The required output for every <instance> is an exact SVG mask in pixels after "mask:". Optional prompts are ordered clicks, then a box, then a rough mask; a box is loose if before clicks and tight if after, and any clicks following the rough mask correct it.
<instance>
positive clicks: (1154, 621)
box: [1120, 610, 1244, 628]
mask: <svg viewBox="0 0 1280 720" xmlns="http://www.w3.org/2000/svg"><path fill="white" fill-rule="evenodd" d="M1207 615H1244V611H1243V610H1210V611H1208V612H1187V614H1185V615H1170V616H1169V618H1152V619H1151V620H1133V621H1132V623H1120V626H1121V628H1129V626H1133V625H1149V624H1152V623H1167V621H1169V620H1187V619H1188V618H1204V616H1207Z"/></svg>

□ □ □

ABOUT THIS TASK - The required output is the exact run of lines from the beginning of the records to the line with "positive clicks: (1154, 621)", that line included.

TASK SOLUTION -
The required output for every <instance> is an exact SVG mask in pixels after "mask:". Optional prompts are ordered clicks, then a box, then a rough mask; a box is loose if before clicks and tight if after, and any clicks following the rough mask correct it.
<instance>
positive clicks: (1154, 621)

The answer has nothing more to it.